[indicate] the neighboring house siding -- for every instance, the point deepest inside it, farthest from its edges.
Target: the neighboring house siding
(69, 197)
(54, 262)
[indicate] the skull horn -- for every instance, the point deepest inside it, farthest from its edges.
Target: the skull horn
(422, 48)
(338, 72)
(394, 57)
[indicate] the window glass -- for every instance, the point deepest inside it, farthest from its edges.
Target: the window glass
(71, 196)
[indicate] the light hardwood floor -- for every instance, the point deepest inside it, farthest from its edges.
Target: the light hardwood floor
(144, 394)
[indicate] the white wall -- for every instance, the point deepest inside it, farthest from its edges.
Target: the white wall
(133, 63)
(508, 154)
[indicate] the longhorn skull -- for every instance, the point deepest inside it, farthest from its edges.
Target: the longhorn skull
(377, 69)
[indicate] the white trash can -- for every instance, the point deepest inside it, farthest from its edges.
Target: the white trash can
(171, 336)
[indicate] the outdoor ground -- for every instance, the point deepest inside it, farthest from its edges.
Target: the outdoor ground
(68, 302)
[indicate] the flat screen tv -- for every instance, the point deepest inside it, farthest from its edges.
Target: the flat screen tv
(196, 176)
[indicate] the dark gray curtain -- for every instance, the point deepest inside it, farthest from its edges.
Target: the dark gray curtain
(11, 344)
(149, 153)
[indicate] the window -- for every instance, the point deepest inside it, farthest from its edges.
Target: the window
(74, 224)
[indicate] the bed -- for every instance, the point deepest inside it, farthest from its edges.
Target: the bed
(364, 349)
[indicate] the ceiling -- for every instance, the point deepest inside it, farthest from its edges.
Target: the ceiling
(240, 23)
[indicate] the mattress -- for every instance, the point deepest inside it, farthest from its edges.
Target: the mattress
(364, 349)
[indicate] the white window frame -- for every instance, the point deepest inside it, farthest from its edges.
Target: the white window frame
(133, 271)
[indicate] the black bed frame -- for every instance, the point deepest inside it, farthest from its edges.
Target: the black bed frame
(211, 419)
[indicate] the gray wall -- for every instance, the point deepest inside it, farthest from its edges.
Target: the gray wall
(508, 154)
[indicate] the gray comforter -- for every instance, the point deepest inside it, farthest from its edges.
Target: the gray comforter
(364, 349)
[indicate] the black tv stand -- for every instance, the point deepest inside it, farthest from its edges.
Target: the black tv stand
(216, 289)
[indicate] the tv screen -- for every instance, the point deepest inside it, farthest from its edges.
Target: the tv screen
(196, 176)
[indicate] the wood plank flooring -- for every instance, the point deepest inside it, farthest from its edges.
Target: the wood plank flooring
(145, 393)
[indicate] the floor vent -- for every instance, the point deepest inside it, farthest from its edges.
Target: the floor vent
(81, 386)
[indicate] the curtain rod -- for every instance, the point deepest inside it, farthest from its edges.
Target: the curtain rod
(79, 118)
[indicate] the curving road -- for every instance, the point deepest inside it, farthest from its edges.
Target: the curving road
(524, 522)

━━━━━━━━

▶ **TASK DESCRIPTION**
Can you lay out all of the rows above as a JSON list of strings, with one string for each line and any blank lines left out?

▶ **WORKED ANSWER**
[
  "[indicate] the neighboring house siding -- for every instance, the point deepest inside it, farthest from its edges.",
  "Target: the neighboring house siding",
  "(69, 197)",
  "(54, 262)",
  "[indicate] the skull horn -- for every instance, the point deepest inside it, farthest from its edges.",
  "Target: the skull horn",
  "(422, 48)",
  "(338, 72)",
  "(394, 57)",
  "[indicate] the window glass -- for every instance, the point deepest inside it, farthest from its edges.",
  "Target: the window glass",
  "(71, 196)",
  "[indicate] the light hardwood floor -- for every instance, the point deepest inside it, farthest from its edges.",
  "Target: the light hardwood floor",
  "(144, 394)",
  "[indicate] the white wall -- for every instance, the point deepest inside it, farthest from its edges.",
  "Target: the white wall",
  "(133, 63)",
  "(508, 154)",
  "[indicate] the longhorn skull -- for every instance, the point deepest inside it, farthest from its edges.",
  "Target: the longhorn skull",
  "(377, 69)",
  "[indicate] the white trash can -- for every instance, the point deepest inside it, farthest from its edges.",
  "Target: the white trash can",
  "(171, 336)",
  "[indicate] the outdoor ground -- for every instance, the point deepest inside it, farthest from its edges.",
  "Target: the outdoor ground",
  "(68, 302)",
  "[indicate] the flat screen tv -- for every instance, the point deepest inside it, farthest from its edges.",
  "Target: the flat screen tv",
  "(196, 176)",
  "[indicate] the dark gray curtain -- for every instance, the point deepest inside it, farthest from its edges.",
  "Target: the dark gray curtain",
  "(11, 344)",
  "(149, 153)",
  "[indicate] the window -- for every instance, the point deepest inside it, farthest from its edges.",
  "Target: the window",
  "(74, 224)",
  "[indicate] the bed -- for every instance, the point deepest inside it, farthest from its edges.",
  "Target: the bed",
  "(364, 349)",
  "[indicate] the ceiling -- for every instance, the point deepest inside it, farthest from its edges.",
  "Target: the ceiling",
  "(240, 23)",
  "[indicate] the mattress -- for every instance, the point deepest inside it, farthest from its edges.",
  "Target: the mattress",
  "(364, 349)",
  "[indicate] the white window frame -- for every instance, the point deepest inside it, farthest from its edges.",
  "Target: the white window frame",
  "(133, 271)",
  "[indicate] the black bed frame -- for every instance, the point deepest inside it, farthest from its edges.",
  "Target: the black bed frame",
  "(211, 419)",
  "[indicate] the gray wall -- for every instance, the point deepest inside it, farthest from its edges.",
  "Target: the gray wall",
  "(508, 154)",
  "[indicate] the gray comforter -- for every instance, the point deepest inside it, farthest from its edges.",
  "Target: the gray comforter",
  "(364, 349)",
  "[indicate] the black tv stand -- for every instance, the point deepest inside it, farthest from its edges.",
  "Target: the black tv stand",
  "(216, 289)",
  "[indicate] the tv screen -- for every instance, the point deepest inside it, farthest from its edges.",
  "Target: the tv screen",
  "(196, 176)",
  "[indicate] the wood plank flooring -- for every instance, the point deepest inside it, farthest from its edges.",
  "Target: the wood plank flooring",
  "(145, 393)",
  "[indicate] the floor vent -- for every instance, the point deepest inside it, farthest from its edges.",
  "Target: the floor vent",
  "(81, 386)",
  "[indicate] the curtain rod -- for every instance, the point deepest inside it, farthest from its edges.",
  "Target: the curtain rod",
  "(79, 118)",
  "[indicate] the curving road -- for every instance, the point deepest inside it, farthest from its edges.",
  "Target: the curving road",
  "(524, 522)"
]